At our church, I teach a Sunday school class about how to lead a Bible study. As part of the training, we ask our class to collaboratively create study notes and study questions for an assigned scripture each week.

Previously, I would hold a template in Google Drive, one for each of the four weeks of class, then copy and paste them into another folder in Google docs and then share the link with others in the class. I would use the most permissive setting when sharing - anyone with the link could edit. (Doing so mainly was for simplicity.) Then, I would compose an email and send it to everyone in the class.

The problem

As it turns out, this workflow was a hassle in several ways.

Firstly, because the template looked identical to the copied doc, I would have to double/triple check that I didn't accidentally send a link to the template rather than a copy. Checking that I had the correct doc then was tedious. It involved clicking around on the screen, checking permissions, and checking filenames... and even then, sometimes, I would still send out a link to the template.

Secondly, the docs were quite similar, differing only in scripture references and links to other resources. If I wanted to update the standardized formatting or text in one doc, I would have to copy it seven more times into the other docs. If I forgot to do so, that would lead to a drift between the docs. Also undesirable.

Thirdly, I would compose a weekly email, which was also relatively standardized. However, copying and pasting the text felt tedious. Writing from scratch in Chinese, my second language, was sometimes a mental challenge -- compounded even more so with two kids who fragment my attention span.

The solution: Python!

Thinking hard about the problems above, I noticed a common thread: it was all about putting standardized text into the right places. That sounded like a problem I could use Python to solve -- and that was precisely what I did! My desired end goal for this project was to write a Python program that could:

  1. Create Google docs for me,
  2. Grab the docs' URLs automatically, and
  3. Insert them into an HTML email that the program composed.

**DATA EXCERPT**
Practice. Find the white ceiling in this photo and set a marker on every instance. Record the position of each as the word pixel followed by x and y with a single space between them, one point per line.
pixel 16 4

**SHORT EXERCISE**
From the post above about automating the class study docs with Python, repeat the text word for word, beginning at the words "Thirdly, I would" and stopping after "the program composed.".

**ANSWER TO THE EXERCISE**
Thirdly, I would compose a weekly email, which was also relatively standardized. However, copying and pasting the text felt tedious. Writing from scratch in Chinese, my second language, was sometimes a mental challenge -- compounded even more so with two kids who fragment my attention span.

The solution: Python!

Thinking hard about the problems above, I noticed a common thread: it was all about putting standardized text into the right places. That sounded like a problem I could use Python to solve -- and that was precisely what I did! My desired end goal for this project was to write a Python program that could:

  1. Create Google docs for me,
  2. Grab the docs' URLs automatically, and
  3. Insert them into an HTML email that the program composed.